_TEXTO PARA LEITURA_.
Diário de Uberlândia | jornal impresso e online Publicidade 1140x90
04/10/2022 às 08h00min - Atualizada em 04/10/2022 às 08h00min

Um passeio-mergulho na Cidade Quimérica

ENZO BANZO
Foto: Divulgação
“Da cidade, que é corpo, sou alma”. Esse é um verso que cantofalávamos no primeiro disco do Porcas Borboletas, “Um carinho com os dentes”. O nome da canção é “Pele do asfalto”, imagem paradoxal que cola com piche aquilo que parece uma adesão distinguível: asfalto e pele, gente e cidade.

Quando li-vi o livro-imagem “Cidade quimérica” (Editora Subsolo, 2022), obra do coletivo RATAS, fiquei ouvindo em minha mente essa canção do Porcas. Sobretudo esse verso. Foi como se nos encontrássemos em alguma rua de Uberlândia, o céu vermelho no fundo do concreto, o sol batendo, desviando-se e criando alguma imagem despercebida e única para cada olhar. Cumprimentamo-nos em silêncio cúmplice. 

Cidade concreta, corpórea. Existiria essa matéria bruta sem a subjetividade que a constrói, mesmo quando levada pelos mais objetivos fins? Edificada para ser teto, circulação ou capital, a cidade – os corpos-almas que a habitam – se nega ao mero pragmatismo. O olho, o ouvido, o cheiro, o gosto, o tato acabam entretecendo sentidos e sensações para muito além da cotidiana mesma praça, mesmo banco, mesmas flores, mesmo jardim. Alma da cidade-corpo, o corpo-imaginação a recria, quimera cravada no real.

_INSTRUÇÕES_.
Transcreva, sem qualquer alteração, o trecho do texto sobre a Cidade Quimérica que começa em "Quando li-vi o" e segue até "em silêncio cúmplice.".

_MATERIAL APRESENTADO_.
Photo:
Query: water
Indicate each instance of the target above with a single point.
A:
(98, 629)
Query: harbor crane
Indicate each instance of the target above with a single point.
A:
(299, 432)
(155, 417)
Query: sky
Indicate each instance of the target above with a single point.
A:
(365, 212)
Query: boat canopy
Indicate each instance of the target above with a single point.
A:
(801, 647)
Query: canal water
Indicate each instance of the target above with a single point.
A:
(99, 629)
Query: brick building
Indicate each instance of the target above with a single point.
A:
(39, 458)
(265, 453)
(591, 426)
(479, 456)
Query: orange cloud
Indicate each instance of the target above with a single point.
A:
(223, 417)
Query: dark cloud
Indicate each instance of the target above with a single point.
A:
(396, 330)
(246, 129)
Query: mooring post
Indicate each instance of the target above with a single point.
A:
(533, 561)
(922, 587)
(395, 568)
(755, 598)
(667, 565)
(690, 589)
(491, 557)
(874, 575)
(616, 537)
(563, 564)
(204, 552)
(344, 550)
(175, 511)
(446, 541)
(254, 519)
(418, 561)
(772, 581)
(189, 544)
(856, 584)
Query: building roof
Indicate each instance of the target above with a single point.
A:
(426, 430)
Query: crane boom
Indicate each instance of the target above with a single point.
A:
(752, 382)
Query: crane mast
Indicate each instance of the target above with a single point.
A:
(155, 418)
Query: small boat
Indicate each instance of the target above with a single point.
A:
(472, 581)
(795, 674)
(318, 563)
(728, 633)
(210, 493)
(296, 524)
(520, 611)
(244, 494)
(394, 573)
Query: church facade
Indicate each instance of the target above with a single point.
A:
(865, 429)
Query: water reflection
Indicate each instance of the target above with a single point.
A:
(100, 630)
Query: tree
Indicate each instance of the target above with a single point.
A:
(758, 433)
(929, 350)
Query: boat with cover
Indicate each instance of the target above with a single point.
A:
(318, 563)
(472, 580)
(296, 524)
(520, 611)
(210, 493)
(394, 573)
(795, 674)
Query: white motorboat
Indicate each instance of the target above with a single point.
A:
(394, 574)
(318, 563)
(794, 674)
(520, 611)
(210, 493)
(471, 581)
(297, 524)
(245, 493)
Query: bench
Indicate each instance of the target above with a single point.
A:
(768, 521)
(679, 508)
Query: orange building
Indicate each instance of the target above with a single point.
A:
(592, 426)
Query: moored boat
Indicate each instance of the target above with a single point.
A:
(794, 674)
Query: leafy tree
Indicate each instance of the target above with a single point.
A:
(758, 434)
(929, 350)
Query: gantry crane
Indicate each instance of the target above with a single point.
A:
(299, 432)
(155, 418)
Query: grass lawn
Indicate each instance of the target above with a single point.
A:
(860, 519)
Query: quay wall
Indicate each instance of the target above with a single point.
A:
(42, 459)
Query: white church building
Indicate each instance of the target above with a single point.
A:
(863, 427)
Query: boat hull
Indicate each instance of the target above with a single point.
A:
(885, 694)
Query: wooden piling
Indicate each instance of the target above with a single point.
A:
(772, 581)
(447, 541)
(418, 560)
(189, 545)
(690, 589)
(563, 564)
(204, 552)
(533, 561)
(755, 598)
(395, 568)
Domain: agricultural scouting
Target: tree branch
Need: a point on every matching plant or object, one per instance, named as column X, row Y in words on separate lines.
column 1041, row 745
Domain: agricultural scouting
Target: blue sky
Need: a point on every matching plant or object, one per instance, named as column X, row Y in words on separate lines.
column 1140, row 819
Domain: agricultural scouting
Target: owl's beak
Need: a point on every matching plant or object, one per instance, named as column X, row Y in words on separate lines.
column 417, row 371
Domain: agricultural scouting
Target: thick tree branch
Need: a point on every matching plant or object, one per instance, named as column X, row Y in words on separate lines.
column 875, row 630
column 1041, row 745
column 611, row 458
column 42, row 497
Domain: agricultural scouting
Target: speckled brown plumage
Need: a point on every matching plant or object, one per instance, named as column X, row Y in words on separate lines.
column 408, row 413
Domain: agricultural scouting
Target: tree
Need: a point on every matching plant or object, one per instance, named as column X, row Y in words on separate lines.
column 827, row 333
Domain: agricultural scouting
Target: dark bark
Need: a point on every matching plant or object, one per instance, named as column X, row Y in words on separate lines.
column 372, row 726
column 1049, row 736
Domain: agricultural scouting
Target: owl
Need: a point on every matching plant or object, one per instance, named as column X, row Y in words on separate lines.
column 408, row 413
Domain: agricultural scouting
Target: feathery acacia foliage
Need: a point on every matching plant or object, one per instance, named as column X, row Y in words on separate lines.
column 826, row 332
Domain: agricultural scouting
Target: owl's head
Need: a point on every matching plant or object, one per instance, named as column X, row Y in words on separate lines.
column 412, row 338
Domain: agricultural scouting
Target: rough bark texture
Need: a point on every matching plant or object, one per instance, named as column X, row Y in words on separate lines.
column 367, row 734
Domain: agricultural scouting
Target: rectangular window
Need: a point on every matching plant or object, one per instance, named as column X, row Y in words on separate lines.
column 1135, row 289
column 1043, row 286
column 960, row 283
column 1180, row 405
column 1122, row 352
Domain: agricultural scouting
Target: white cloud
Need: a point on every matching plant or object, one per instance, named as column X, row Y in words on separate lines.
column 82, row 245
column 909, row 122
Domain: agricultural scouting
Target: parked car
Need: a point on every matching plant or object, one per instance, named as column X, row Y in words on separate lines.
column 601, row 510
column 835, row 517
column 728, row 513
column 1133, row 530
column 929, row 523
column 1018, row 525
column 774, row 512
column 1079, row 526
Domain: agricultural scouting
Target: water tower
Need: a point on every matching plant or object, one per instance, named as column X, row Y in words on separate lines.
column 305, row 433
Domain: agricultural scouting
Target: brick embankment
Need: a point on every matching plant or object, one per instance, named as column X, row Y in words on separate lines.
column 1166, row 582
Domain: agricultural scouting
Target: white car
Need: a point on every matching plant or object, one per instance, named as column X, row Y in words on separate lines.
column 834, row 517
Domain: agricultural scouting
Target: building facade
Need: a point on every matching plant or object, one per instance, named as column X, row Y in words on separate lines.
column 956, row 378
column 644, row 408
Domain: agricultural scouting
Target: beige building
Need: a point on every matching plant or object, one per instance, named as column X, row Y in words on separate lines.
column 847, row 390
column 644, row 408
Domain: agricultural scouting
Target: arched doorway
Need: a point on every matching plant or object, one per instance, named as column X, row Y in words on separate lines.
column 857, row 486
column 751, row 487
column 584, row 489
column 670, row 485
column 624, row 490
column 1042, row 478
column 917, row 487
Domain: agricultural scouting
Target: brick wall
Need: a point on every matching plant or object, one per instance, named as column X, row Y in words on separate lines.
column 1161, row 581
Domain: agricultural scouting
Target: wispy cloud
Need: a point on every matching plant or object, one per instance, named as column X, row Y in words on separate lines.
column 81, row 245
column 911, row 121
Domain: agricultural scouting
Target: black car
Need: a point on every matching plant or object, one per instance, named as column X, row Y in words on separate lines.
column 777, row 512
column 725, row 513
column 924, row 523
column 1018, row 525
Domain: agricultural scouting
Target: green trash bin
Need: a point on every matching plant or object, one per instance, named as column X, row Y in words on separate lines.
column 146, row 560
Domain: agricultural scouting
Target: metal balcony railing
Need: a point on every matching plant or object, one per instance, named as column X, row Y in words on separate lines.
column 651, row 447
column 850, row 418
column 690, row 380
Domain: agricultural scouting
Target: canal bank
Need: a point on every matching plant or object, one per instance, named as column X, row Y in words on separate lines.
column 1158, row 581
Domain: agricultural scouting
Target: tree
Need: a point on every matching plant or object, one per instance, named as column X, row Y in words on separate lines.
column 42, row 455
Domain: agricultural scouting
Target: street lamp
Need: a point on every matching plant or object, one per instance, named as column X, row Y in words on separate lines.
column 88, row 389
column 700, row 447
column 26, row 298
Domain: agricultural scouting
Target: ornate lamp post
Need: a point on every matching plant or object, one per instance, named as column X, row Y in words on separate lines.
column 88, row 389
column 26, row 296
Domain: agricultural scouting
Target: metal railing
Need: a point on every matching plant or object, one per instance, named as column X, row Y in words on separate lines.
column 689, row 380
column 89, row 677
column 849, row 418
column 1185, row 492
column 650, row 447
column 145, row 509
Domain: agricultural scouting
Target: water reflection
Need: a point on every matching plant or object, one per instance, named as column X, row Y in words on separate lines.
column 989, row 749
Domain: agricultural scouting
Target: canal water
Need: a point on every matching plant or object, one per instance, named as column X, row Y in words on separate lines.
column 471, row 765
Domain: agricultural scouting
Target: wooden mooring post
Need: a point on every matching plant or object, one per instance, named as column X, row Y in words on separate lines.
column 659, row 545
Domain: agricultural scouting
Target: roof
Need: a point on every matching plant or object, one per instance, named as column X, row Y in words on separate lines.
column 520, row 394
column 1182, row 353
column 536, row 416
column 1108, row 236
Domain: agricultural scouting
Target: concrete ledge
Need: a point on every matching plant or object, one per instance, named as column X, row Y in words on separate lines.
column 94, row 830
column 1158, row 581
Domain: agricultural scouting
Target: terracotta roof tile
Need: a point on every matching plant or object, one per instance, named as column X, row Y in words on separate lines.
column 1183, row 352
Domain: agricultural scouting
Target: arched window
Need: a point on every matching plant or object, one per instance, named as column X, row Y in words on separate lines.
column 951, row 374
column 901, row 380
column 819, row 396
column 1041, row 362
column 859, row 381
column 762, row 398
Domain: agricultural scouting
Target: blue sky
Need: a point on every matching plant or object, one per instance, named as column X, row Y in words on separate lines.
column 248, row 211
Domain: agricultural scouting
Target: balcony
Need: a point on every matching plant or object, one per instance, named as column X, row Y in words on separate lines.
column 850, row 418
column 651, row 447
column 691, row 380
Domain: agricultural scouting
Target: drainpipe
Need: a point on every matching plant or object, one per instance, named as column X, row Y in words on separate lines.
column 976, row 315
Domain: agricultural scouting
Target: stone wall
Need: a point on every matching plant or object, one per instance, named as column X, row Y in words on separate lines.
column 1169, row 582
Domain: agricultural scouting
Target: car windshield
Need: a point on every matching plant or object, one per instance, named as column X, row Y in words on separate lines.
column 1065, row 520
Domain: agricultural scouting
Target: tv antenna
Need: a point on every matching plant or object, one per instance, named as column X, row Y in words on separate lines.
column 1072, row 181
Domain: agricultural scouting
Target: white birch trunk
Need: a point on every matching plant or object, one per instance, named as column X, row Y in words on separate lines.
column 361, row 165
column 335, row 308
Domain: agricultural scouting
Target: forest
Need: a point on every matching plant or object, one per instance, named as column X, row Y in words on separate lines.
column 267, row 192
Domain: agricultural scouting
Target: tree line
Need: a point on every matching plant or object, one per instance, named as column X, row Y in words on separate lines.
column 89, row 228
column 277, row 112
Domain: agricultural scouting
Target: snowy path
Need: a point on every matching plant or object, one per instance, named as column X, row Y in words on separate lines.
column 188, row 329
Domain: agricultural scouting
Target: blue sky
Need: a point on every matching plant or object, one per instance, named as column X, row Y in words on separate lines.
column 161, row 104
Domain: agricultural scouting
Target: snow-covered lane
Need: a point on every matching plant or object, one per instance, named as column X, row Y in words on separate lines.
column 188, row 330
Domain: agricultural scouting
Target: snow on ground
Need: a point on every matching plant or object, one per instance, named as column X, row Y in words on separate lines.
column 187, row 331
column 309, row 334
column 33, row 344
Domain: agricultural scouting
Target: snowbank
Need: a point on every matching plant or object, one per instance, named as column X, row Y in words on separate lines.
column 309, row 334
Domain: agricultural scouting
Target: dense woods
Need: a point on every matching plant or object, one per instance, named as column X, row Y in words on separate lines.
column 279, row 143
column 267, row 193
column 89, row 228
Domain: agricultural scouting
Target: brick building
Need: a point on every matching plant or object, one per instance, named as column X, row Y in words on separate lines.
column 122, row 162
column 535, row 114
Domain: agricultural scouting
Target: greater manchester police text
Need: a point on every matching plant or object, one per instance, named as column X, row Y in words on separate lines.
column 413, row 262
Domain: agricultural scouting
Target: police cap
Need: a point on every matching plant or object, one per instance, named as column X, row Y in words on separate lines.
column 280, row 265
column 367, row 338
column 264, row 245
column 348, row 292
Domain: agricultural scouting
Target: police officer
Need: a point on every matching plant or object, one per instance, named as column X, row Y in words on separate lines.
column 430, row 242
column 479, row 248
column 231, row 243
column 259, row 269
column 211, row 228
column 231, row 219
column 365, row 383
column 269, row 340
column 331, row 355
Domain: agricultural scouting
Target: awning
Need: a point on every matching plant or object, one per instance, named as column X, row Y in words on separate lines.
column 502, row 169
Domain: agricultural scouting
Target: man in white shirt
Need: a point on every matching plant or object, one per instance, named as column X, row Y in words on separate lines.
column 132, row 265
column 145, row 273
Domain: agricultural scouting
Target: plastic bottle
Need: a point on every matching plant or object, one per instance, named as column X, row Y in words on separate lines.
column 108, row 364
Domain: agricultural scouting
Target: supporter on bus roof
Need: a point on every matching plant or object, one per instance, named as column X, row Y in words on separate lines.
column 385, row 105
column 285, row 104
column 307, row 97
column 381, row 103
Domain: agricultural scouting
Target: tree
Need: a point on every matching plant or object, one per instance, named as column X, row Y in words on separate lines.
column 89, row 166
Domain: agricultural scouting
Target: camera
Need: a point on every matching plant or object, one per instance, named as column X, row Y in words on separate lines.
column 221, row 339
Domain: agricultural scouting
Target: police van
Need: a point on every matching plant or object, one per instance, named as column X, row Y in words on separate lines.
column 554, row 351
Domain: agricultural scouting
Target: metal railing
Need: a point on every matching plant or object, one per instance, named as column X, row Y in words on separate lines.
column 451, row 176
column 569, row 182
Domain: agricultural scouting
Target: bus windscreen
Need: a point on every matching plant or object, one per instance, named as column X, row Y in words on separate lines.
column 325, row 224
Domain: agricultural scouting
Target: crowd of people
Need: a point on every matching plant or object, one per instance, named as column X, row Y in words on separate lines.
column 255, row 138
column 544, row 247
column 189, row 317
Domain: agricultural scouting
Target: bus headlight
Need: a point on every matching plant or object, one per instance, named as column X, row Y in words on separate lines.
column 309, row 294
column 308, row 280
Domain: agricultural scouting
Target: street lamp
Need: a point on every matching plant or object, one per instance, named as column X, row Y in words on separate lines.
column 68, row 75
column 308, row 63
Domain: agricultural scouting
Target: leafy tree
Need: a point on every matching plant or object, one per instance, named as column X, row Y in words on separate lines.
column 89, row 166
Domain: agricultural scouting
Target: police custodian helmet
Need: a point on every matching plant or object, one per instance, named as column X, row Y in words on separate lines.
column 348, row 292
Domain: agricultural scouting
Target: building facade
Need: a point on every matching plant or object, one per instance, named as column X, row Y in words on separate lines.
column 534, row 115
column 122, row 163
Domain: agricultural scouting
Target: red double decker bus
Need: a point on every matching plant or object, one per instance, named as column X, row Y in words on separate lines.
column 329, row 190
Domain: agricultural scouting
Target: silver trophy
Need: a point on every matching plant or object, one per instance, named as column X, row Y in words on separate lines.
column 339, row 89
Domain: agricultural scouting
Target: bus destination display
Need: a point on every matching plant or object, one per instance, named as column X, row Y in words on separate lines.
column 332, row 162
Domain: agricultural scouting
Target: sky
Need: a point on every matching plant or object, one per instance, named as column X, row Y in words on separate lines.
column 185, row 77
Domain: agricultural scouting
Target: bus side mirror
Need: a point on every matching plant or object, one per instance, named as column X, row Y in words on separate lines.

_RESPOSTA DO EXERCÍCIO_.
Quando li-vi o livro-imagem “Cidade quimérica” (Editora Subsolo, 2022), obra do coletivo RATAS, fiquei ouvindo em minha mente essa canção do Porcas. Sobretudo esse verso. Foi como se nos encontrássemos em alguma rua de Uberlândia, o céu vermelho no fundo do concreto, o sol batendo, desviando-se e criando alguma imagem despercebida e única para cada olhar. Cumprimentamo-nos em silêncio cúmplice.